• **Passage fourni**
|---|
Pour pallier à ces problèmes, une solution intéressante: éliminer les enfants. Fini, donc, l’impression d’assister à un projet scolaire mettant en vedette la classe de cinquième année d’une école inconnue. Bien joué! Quoiqu’en y repensant, la voix de certains doubleurs peut agacer, notamment celle d’André Sauvé incarnant les jumeaux, toujours accompagnés par un étrange écho en sourdine.

Ce remake s’adresse à un public très jeune. Le côté cartoonesque en fait foi, avec tous ces sauts et projections de personnages à des hauteurs impossibles, ce fort devenu hyper technologique, les ralentis à la Matrix… En contrepartie, on tient là un exposé ravissant du travail accompli par les artistes du département d’animation. Vraiment, compte tenu du budget, les créateurs d’ici n’ont rien à envier aux grosses productions de Pixar et Dreamworks.

On a aussi coupé dans le gras pour raconter l’histoire en se concentrant sur les moments forts. Beaucoup d’attention et d’affection furent injectées dans cette refonte. On le sent. Par le (trop grand) respect accordé à la matière source, quitte à ne presque rien éliminer ou proposer de neuf.
|---|
• **Contenu des données**
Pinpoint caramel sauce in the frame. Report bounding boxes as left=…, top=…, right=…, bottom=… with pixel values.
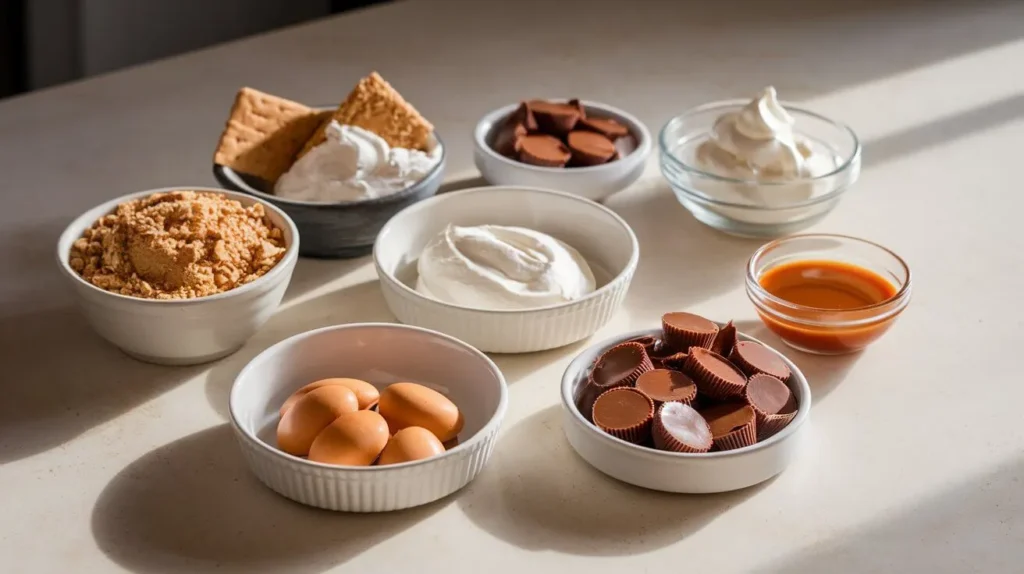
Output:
left=758, top=260, right=899, bottom=354
left=758, top=260, right=897, bottom=311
|---|
• **Problème posé A**
Traduisez en anglais la phrase suivante, tirée de la critique du film d'animation : « Beaucoup d’attention et d’affection furent injectées dans cette refonte. »
• **Problème posé B**
Poursuivez la critique du film d'animation en reprenant juste après sa dernière phrase.

• **Réponse attendue A**
A great deal of attention and affection was poured into this remake.

• **Réponse attendue B**
La liste des collaborateurs ayant contribué à la trame sonore est impressionnante. Groenland, Céline Dion, Louis-Jean Cormier, Marie-Pierre Arthur, Fred Pellerin et même Marie-Mai ont répondu à l’appel sans se faire prier. Le résultat est d’une mièvrerie homogène dans sa fadeur et devrait faire un carton chez les marchands de disques à l’approche de la visite du père Noël.

En définitive, cette remise à neuf n’aura pas le même impact que son illustre prédécesseur. La compétition est tout simplement trop forte et de qualité de nos jours, en matière de films pour enfants. Surtout lorsqu’on pense que The Good Dinosaur, un effort pourtant mineur de la bande de chez Pixar et sorti à peine deux semaines plus tard en salle, représente une expérience bien plus divertissante.